[PROBLEM REQUIREMENTS] Could you gather every line in the items below that contains the word "bird"?
== EXERCISE MATERIAL ==
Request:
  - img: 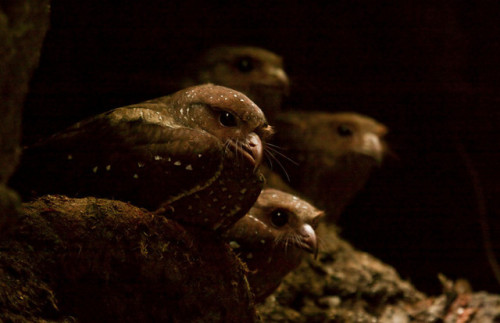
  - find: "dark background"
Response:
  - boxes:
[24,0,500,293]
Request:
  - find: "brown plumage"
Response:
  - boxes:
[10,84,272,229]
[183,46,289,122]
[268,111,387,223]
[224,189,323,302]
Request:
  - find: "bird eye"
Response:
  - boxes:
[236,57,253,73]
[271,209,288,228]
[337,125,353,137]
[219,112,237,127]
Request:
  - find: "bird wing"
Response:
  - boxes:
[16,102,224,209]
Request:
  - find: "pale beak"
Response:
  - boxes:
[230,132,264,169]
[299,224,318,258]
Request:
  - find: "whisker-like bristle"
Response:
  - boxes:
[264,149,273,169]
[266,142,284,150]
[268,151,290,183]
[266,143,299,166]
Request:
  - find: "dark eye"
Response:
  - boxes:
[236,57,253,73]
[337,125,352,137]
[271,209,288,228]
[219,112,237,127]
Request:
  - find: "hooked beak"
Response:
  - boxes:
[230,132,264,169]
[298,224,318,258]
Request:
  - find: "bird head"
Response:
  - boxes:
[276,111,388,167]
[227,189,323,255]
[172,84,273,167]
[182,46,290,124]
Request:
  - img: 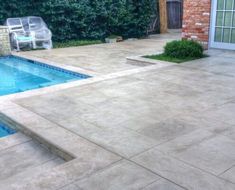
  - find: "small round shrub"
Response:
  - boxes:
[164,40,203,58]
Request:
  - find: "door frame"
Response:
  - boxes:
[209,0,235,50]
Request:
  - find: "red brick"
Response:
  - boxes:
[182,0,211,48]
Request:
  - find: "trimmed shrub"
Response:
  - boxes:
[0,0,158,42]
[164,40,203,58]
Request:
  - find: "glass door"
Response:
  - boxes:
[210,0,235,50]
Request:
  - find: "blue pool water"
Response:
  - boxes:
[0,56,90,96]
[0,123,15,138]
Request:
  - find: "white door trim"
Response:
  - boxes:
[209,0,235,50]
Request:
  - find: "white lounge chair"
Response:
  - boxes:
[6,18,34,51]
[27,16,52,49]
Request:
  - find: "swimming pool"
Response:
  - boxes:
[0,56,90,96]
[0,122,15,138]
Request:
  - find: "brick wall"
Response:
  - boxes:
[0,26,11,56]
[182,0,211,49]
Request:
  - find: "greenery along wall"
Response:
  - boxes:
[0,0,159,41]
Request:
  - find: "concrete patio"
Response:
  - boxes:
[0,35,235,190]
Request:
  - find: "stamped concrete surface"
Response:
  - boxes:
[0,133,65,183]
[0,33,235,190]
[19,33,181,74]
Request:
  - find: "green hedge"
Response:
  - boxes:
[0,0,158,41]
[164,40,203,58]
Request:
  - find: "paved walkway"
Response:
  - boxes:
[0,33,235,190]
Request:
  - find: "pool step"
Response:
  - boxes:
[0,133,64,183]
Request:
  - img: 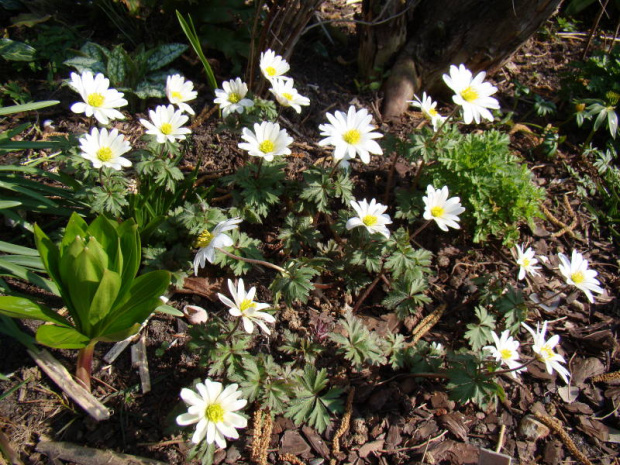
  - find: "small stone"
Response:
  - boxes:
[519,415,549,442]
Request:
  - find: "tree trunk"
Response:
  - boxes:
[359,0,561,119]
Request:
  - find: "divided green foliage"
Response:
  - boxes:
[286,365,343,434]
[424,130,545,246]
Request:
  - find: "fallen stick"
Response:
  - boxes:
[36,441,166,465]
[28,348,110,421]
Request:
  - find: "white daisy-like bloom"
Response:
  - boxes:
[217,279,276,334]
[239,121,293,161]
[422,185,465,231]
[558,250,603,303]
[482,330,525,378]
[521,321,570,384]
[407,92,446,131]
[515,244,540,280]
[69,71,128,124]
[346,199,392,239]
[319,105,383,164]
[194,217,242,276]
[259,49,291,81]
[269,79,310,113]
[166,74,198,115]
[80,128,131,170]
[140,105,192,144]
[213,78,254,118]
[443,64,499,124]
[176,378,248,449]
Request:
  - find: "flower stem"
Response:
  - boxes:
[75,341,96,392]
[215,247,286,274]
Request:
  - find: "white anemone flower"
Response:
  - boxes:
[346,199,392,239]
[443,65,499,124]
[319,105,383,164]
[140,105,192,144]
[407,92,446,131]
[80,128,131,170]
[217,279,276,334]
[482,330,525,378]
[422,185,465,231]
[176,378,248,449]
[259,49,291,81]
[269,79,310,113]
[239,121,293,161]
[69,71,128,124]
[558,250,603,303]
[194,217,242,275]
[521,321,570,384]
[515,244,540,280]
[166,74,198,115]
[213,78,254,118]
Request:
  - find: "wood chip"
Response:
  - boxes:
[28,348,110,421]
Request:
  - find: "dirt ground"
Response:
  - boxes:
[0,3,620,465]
===
== EXERCISE MATERIAL ==
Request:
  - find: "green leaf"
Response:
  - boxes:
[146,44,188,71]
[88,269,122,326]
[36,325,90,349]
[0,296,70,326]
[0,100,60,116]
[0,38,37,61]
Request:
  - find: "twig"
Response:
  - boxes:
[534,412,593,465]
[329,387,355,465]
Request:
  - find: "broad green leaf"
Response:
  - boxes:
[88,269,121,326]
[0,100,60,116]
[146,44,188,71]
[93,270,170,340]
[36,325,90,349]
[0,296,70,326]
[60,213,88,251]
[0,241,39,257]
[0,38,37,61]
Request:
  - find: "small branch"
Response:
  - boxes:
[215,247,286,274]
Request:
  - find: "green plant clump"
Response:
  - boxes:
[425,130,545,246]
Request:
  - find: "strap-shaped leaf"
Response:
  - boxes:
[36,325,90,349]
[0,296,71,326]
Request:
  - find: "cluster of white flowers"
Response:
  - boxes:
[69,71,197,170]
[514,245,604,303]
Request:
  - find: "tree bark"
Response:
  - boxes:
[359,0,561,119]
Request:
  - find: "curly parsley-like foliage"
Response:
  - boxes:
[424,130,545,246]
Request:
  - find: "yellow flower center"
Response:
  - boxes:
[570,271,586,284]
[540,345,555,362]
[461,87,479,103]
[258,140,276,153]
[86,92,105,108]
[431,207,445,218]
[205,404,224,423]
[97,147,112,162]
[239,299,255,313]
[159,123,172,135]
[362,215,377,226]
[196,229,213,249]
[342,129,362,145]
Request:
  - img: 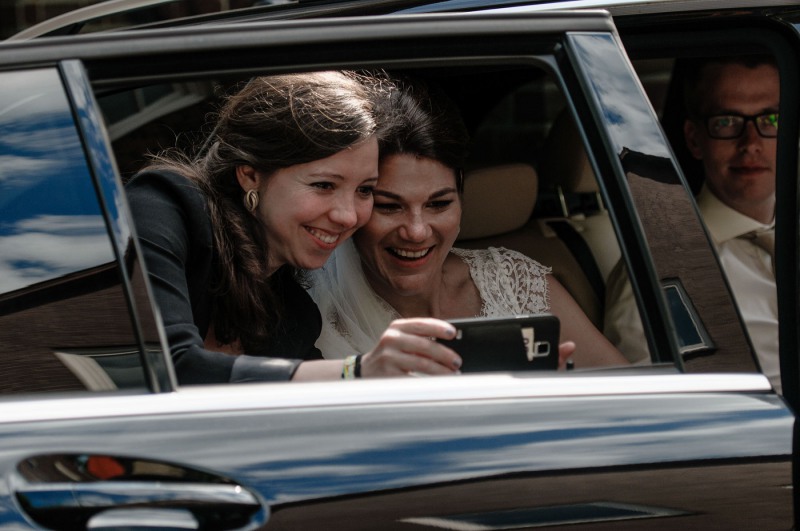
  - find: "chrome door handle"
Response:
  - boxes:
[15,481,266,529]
===
[PROBLEM SOLUTION]
  - find: "bird eye"
  - find: "bird wing"
  - find: "bird head"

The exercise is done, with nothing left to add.